» **Stated goal**
Retype every one of the entries below word for word, keeping each line unchanged.
Start Given data
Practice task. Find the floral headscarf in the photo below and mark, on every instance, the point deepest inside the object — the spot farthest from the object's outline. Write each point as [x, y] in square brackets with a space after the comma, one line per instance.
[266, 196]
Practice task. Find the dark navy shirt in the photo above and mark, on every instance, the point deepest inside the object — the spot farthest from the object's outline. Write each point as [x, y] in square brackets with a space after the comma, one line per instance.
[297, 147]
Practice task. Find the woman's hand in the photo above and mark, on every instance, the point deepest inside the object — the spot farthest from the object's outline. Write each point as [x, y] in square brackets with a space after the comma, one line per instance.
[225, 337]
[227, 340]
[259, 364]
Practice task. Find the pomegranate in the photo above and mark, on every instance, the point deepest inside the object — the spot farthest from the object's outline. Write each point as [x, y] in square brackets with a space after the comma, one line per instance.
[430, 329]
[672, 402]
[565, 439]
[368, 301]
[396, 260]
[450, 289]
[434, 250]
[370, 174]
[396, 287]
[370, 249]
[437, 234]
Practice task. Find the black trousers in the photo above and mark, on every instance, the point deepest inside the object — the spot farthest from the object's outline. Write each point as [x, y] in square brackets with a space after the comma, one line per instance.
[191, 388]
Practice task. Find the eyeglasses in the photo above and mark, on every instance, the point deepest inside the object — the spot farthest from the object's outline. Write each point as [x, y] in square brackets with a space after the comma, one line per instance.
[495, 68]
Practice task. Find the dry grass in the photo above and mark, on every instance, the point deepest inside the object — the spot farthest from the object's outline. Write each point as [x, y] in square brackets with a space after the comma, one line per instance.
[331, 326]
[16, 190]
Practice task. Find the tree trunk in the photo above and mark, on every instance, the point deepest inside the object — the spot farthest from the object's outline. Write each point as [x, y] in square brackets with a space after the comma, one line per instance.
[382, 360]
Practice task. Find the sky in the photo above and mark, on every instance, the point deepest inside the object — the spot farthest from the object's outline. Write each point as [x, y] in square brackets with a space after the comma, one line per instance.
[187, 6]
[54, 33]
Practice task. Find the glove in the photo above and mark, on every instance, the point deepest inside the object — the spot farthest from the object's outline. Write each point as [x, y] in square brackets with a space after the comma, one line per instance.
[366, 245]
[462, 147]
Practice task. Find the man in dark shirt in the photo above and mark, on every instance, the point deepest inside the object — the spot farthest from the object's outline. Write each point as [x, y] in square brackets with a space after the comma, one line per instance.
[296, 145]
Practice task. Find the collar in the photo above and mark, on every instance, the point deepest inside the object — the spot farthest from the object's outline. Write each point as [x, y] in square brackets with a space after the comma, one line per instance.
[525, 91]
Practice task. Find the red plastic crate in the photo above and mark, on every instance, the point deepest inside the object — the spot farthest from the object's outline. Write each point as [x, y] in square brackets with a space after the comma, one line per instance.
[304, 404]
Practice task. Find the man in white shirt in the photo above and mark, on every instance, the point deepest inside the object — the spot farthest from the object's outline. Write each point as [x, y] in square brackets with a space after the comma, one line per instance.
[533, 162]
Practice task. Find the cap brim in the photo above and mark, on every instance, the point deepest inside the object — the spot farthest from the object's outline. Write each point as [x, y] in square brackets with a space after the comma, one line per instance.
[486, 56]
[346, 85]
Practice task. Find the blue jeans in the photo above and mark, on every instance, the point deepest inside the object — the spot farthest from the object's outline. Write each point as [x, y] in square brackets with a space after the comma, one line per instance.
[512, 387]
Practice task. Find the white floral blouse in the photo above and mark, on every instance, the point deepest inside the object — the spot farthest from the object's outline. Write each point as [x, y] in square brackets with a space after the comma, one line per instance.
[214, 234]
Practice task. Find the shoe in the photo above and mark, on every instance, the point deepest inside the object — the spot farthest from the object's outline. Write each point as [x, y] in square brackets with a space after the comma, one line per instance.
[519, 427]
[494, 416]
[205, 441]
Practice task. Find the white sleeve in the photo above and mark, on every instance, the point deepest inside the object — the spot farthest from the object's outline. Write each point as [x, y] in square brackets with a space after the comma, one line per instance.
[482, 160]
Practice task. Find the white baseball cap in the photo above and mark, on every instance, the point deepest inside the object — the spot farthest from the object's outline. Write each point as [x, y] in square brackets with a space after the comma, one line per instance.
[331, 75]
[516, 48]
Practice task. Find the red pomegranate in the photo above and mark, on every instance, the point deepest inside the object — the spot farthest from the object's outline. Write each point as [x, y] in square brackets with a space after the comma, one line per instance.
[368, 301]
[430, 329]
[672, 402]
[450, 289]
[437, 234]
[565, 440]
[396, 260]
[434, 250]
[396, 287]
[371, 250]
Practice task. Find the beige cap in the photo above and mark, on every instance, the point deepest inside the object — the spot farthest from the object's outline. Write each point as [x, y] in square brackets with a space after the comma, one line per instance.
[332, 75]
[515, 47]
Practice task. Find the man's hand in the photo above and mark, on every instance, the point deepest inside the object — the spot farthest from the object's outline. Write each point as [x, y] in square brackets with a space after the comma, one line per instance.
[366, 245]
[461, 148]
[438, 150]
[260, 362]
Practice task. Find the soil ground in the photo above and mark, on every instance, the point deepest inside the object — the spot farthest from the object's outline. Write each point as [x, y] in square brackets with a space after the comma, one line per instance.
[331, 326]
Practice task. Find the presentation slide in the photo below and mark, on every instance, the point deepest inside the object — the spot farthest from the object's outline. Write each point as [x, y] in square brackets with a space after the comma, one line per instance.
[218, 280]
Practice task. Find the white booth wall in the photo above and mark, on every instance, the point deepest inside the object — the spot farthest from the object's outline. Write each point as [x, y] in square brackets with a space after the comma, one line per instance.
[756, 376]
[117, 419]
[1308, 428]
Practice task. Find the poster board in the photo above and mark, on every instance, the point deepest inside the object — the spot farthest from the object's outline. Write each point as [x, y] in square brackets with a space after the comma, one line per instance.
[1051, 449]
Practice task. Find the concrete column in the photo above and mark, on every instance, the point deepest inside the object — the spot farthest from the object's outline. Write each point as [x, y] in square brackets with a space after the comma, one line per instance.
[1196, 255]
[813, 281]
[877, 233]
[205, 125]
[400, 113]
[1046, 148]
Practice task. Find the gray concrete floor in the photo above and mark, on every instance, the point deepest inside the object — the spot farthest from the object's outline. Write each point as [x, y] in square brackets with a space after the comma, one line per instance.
End Given data
» **Task solution**
Practice task. Find the floral headscarf in the photo below and mark, on every instance, the point deepest inside the object — the spot farthest from the object's outline. Write each point as [x, y] in square brackets with a space after the comma, one line per instance.
[266, 196]
Practice task. Find the dark navy shirt in the photo above and mark, on every instance, the point deepest inside the object — the spot farthest from the object's outline. Write each point as [x, y] in square brackets with a space after the comma, one line per instance.
[297, 147]
Practice task. Find the woman's hand in the photo above and mark, on every instance, the point deepest inside the object — the spot farthest from the object's outline. Write each point as [x, y] in square brackets with a space after the comma, one line per instance.
[225, 337]
[227, 340]
[259, 364]
Practice task. Find the pomegranate in the photo above and mark, on every instance, the point deepest inside the object — the spot farthest from the object's outline. Write each point as [x, y] in square brackets with a space after the comma, one line per instance.
[430, 329]
[672, 402]
[565, 439]
[368, 301]
[396, 260]
[450, 289]
[434, 250]
[370, 174]
[396, 287]
[370, 249]
[437, 234]
Practice task. Find the black trousers in the photo above and mark, on every instance, the point deepest inside the object — the spot farthest from the object's outline. Write each point as [x, y] in square brackets with a space after the comma, one line per instance.
[191, 388]
Practice task. Find the eyeglasses in the photo above and mark, on every instance, the point deepest inside the object — the spot farthest from the object's outline. Write each point as [x, y] in square brackets with a space after the comma, one line per instance.
[495, 68]
Practice task. Find the dry grass in the photo above and mark, on every instance, the point deepest inside the object — the spot farthest from the object's outline. Write each point as [x, y] in square brackets with a space after the comma, one line per instance.
[331, 326]
[16, 190]
Practice task. Find the tree trunk in the photo above and mark, on every instance, the point deepest inside the object — the spot farthest from the object's outline. Write each point as [x, y] in square brackets with a space after the comma, one line per instance.
[382, 360]
Practice task. Find the sky in the photo above and mark, on every instance, the point deepest inside the object — the spot farthest from the object's outline. Write each point as [x, y] in square brackets with a space after the comma, one line per instance.
[187, 6]
[54, 33]
Practice task. Find the glove in the photo above and mark, on every instance, the point deepest inside the object — the spot farthest from the object's outline. Write each point as [x, y] in square brackets with a space after the comma, one line per instance.
[366, 245]
[462, 147]
Practice task. Find the man in dark shirt in the photo above and mark, on every instance, the point deepest inside the object — the spot farthest from the object's outline. Write each point as [x, y] in square brackets with a space after the comma, one line per instance.
[296, 145]
Practice task. Find the collar in the photo above and mark, on every instance, the point deepest inside the object — the spot farthest from the object's outline. Write each point as [x, y] in square brackets with a space after the comma, one line per instance.
[525, 91]
Practice task. Find the red plastic crate in the photo above and mark, on every instance, the point deepest inside the object — the spot farthest from the object's outline. Write each point as [x, y] in square brackets with a space after the comma, one line per instance.
[304, 404]
Practice task. Find the man in white shirt in the photo above and mark, on every instance, the point deepest inside the object — the spot farthest from the object's outline. Write each point as [x, y] in square brackets with a space after the comma, one line per instance.
[533, 162]
Practice task. Find the cap brim in the photo above and mark, on every instance, the point deepest inside the object — the spot farthest from the object's outline. Write each point as [x, y] in square brackets with a space after the comma, one line per instance.
[486, 56]
[346, 85]
Practice task. Find the blue jeans in the photo above and mark, on every instance, the point deepest inside the object — the spot farthest from the object's outline. Write each point as [x, y] in square brackets with a space after the comma, one line per instance.
[512, 387]
Practice task. Find the white floral blouse in the photo above and mark, on every instance, the point deepest inside the object — the spot farthest from the object's outline. Write each point as [x, y] in square brackets with a space after the comma, one line per instance.
[214, 234]
Practice task. Find the shoe in the photo above and mark, on every instance, the point deepest inside the object — the spot farthest from the object's outline. Write each point as [x, y] in square brackets with a space after the comma, one line per instance.
[519, 427]
[494, 416]
[205, 441]
Practice task. Find the white sleeve in the photo above and mark, on every instance, the point deepest inside the object — the spot farthest from the object's outline. Write each point as [x, y] in square brackets with a space after the comma, one line per instance.
[482, 160]
Practice task. Find the white baseball cap in the photo above and mark, on every instance, the point deepest inside the object — the spot farthest from the object's outline. Write each point as [x, y] in square brackets with a space after the comma, one line per instance.
[331, 75]
[516, 48]
Practice task. Find the red pomegranate in the photo above and mark, on every instance, the point deepest inside the object — the spot farthest from the object's outline. Write each point as [x, y] in square brackets with a space after the comma, one line per instance.
[368, 301]
[430, 329]
[672, 402]
[450, 289]
[437, 234]
[565, 440]
[396, 260]
[434, 250]
[396, 287]
[371, 250]
Practice task. Find the beige cap in the photo above and mark, on every instance, the point deepest inside the object — the spot farthest from the object's outline. Write each point as [x, y] in square brackets with a space after the comma, one line per instance.
[332, 75]
[515, 47]
Practice task. Find the man's hand in the photo above and mark, on every instance, the point deepest inside the object — the spot farthest from the object's outline. Write each point as [x, y] in square brackets with a space after the comma, one line per instance.
[366, 245]
[461, 148]
[438, 150]
[260, 362]
Practice task. Find the soil ground in the photo above and mark, on every instance, the point deepest inside the object — the spot farthest from the object's outline. Write each point as [x, y] in square brackets with a space after the comma, one line per instance.
[331, 326]
Practice task. Find the presentation slide in the photo below and mark, on every instance, the point deepest inside the object — the spot farthest from the object's outline. Write each point as [x, y] in square brackets with a space after the comma, one line per instance.
[218, 280]
Practice task. Find the white booth wall in the photo above and mark, on every instance, the point deepest inside the object — the spot farthest from the object's outline. Write each point as [x, y] in square brackets with a space after the comma, one line per instance.
[756, 376]
[117, 419]
[1308, 428]
Practice task. Find the poster board in the photo above and mark, on every instance, the point deepest inside the object — the spot farthest from the object's outline. Write each point as [x, y] in square brackets with a space after the comma, one line per instance.
[1051, 449]
Practice task. Find the concrete column in the photo above and mark, on every instance, the point deepest inside the object — the spot farthest from the object's outline. Write each point as [x, y] in square brackets with a space after the comma, one line per instance.
[1196, 255]
[813, 281]
[877, 233]
[205, 125]
[400, 113]
[1046, 148]
Practice task. Find the gray concrete floor in the photo above and mark, on every instance, the point deepest inside the object — the spot farthest from the object's outline. Write each point as [x, y] in square brackets with a space after the comma, one line per instance.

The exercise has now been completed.